--- Begin Supplied material ---
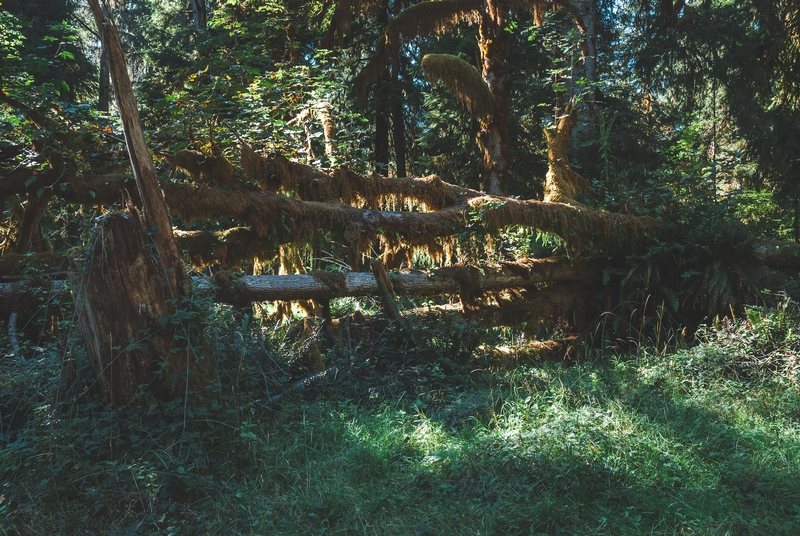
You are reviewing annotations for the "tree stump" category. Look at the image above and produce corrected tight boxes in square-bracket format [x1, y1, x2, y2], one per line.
[70, 207, 213, 406]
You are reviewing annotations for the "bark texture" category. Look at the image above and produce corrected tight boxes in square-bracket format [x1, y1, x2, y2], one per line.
[478, 0, 511, 195]
[70, 210, 210, 405]
[544, 105, 589, 204]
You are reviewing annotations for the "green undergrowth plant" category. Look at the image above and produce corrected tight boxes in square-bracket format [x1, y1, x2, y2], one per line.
[0, 298, 800, 535]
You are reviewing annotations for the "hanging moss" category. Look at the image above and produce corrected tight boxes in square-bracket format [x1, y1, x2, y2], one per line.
[386, 0, 482, 52]
[355, 0, 482, 101]
[544, 104, 589, 204]
[422, 54, 494, 120]
[167, 147, 240, 188]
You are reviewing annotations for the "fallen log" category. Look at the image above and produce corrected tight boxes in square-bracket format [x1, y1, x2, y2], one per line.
[0, 257, 600, 311]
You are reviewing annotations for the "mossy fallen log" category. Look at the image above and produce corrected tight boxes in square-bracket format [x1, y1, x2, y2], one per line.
[0, 257, 600, 312]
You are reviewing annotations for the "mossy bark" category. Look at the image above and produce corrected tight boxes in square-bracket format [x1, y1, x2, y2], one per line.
[544, 105, 589, 204]
[78, 0, 216, 405]
[70, 209, 214, 406]
[478, 0, 511, 195]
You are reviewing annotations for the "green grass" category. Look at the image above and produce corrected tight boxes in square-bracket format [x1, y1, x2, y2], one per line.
[0, 322, 800, 535]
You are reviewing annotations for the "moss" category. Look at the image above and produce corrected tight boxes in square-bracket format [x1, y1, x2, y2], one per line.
[422, 54, 495, 120]
[544, 105, 589, 204]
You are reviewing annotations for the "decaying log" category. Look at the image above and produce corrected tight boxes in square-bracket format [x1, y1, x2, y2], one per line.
[0, 256, 588, 311]
[202, 258, 599, 303]
[159, 183, 670, 255]
[70, 0, 213, 405]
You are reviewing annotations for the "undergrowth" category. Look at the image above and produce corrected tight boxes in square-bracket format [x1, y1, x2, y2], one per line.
[0, 301, 800, 535]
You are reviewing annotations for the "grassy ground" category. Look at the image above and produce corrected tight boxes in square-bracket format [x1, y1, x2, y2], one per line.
[0, 312, 800, 535]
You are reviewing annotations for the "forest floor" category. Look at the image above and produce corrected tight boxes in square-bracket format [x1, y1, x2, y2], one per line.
--- End Supplied material ---
Find each line of the data above that contains the word "green" and copy those lines out in full.

## Answer to the exercise
You are reviewing annotations for the "green undergrowth plant" category. Look at the image above and produce corrected tight boxes in square-bracket format [x1, y1, x2, y2], one per line.
You are reviewing annotations for the "green grass" category. Look at the image above and produce corrected tight boxes in square-bracket format [x1, y1, x2, y2], one per line.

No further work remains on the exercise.